_Aim_. Rescale the records from the start up to and including the line with "44], [127, 42]]", copying every line, requests included. Multiply each coordinate in the answers by 2 and round to whole numbers with halves going up, but keep the numbers in the requests and their sample outlines as they are.

_Input records_.

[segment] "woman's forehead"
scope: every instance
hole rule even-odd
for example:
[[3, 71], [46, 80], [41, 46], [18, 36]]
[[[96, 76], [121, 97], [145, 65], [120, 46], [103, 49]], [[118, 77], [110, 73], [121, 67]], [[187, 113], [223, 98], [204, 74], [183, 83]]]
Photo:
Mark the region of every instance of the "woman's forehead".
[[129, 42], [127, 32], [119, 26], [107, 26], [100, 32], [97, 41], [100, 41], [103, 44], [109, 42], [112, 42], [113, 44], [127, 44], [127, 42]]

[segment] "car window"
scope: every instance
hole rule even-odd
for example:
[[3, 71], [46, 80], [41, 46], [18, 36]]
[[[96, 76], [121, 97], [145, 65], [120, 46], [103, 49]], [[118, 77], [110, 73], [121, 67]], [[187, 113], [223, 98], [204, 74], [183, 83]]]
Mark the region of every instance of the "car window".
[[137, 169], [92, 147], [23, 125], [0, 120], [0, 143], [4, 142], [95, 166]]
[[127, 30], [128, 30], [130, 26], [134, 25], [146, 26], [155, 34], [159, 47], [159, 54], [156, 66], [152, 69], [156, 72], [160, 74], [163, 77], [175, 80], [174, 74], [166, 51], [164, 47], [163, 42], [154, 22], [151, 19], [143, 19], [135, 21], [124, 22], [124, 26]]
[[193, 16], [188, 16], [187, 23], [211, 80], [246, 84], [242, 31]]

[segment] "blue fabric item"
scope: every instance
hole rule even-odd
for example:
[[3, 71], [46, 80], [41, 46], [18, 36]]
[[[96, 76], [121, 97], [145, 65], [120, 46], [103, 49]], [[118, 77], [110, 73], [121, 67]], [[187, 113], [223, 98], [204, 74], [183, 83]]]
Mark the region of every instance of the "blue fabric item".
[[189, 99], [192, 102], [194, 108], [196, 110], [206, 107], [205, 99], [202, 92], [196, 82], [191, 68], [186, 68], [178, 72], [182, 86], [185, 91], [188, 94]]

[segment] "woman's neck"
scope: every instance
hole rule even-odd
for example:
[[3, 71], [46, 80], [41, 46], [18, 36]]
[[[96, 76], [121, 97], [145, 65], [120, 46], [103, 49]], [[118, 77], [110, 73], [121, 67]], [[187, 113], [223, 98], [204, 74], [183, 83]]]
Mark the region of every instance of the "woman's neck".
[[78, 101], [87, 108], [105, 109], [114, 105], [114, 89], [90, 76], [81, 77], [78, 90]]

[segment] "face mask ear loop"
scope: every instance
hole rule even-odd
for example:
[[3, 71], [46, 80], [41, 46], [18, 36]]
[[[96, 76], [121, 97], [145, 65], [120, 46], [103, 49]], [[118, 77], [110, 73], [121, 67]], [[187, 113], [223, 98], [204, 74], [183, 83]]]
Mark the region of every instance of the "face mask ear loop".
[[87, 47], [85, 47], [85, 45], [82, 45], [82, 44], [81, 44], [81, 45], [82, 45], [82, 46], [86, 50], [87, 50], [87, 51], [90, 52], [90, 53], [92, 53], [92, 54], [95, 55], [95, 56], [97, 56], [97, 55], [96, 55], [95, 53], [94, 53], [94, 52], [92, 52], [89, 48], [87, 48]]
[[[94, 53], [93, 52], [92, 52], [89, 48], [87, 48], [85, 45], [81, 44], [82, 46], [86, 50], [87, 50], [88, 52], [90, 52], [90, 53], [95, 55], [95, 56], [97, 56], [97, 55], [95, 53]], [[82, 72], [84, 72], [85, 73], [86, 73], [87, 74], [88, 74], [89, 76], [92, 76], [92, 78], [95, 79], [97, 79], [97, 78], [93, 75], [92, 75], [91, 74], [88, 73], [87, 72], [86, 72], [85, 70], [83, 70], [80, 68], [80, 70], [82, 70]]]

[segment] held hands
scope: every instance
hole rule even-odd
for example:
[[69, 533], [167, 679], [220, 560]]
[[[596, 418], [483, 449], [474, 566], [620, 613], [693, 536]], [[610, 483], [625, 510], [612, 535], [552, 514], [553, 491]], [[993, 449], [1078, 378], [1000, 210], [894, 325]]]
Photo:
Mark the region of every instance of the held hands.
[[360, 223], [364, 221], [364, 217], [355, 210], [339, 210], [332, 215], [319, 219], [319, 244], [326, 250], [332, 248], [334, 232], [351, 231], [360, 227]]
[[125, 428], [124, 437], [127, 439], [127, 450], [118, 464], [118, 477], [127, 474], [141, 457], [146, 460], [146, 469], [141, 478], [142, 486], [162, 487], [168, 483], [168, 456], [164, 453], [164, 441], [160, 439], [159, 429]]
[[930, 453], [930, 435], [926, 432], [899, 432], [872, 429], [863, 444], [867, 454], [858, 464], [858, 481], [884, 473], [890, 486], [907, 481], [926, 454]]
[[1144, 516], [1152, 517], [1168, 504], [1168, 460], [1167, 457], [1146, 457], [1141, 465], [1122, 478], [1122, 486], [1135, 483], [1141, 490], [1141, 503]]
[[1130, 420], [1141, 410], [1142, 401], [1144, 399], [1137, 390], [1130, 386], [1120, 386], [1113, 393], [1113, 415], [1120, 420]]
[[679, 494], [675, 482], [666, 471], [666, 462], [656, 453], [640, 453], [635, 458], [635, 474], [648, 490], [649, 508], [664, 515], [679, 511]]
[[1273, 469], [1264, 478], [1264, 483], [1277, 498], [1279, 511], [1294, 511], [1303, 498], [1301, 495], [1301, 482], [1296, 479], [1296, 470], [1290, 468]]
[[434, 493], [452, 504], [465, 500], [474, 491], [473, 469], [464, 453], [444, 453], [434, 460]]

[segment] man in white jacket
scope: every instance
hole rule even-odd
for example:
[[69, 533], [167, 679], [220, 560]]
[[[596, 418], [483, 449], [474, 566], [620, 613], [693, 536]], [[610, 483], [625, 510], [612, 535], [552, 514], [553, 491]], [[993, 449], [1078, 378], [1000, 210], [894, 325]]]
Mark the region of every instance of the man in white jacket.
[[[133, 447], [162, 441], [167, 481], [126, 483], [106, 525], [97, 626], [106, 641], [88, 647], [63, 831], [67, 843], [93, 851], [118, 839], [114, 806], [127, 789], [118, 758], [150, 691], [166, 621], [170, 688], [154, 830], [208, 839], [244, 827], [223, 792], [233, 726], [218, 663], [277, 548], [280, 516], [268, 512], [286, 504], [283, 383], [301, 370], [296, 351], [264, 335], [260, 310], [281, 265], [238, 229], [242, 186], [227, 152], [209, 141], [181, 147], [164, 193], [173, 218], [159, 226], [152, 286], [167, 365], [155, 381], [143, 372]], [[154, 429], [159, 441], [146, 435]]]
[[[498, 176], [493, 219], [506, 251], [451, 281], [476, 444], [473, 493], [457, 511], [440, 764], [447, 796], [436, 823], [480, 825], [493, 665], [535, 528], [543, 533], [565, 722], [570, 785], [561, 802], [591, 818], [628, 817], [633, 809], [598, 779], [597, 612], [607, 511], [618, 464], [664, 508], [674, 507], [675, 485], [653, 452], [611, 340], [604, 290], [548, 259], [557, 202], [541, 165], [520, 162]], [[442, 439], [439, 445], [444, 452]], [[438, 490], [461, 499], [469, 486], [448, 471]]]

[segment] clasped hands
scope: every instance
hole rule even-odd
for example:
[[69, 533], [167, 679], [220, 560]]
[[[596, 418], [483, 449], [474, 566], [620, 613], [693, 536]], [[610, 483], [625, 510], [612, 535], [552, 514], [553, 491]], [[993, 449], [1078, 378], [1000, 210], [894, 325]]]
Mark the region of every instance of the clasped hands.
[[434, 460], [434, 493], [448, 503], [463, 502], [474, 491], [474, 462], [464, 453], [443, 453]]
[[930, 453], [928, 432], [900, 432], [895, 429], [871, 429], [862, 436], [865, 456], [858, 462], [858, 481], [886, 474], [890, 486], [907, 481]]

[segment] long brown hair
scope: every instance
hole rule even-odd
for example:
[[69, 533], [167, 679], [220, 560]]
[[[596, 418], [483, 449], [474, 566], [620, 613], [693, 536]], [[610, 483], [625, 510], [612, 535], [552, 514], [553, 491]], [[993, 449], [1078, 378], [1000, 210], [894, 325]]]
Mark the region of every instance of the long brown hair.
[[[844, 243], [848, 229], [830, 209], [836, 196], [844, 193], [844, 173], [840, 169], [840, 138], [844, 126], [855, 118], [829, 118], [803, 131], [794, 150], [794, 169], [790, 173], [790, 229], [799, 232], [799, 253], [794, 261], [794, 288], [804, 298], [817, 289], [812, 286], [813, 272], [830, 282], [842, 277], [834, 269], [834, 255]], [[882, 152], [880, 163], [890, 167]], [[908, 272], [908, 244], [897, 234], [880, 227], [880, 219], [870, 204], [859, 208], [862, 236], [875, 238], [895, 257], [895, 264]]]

_Output of the exercise_.
[segment] "woman's forehead"
scope: every instance
hole rule even-odd
for example:
[[3, 71], [46, 80], [41, 46], [18, 36]]
[[[96, 76], [121, 97], [145, 65], [120, 46], [103, 49]], [[118, 77], [110, 73], [121, 67]], [[187, 113], [223, 98], [204, 74], [183, 83]]]
Photo:
Mark the region of every instance of the "woman's forehead".
[[258, 84], [254, 64], [238, 52], [214, 52], [200, 64], [194, 82], [200, 82], [206, 88], [218, 84], [224, 84], [226, 88], [254, 88], [254, 84]]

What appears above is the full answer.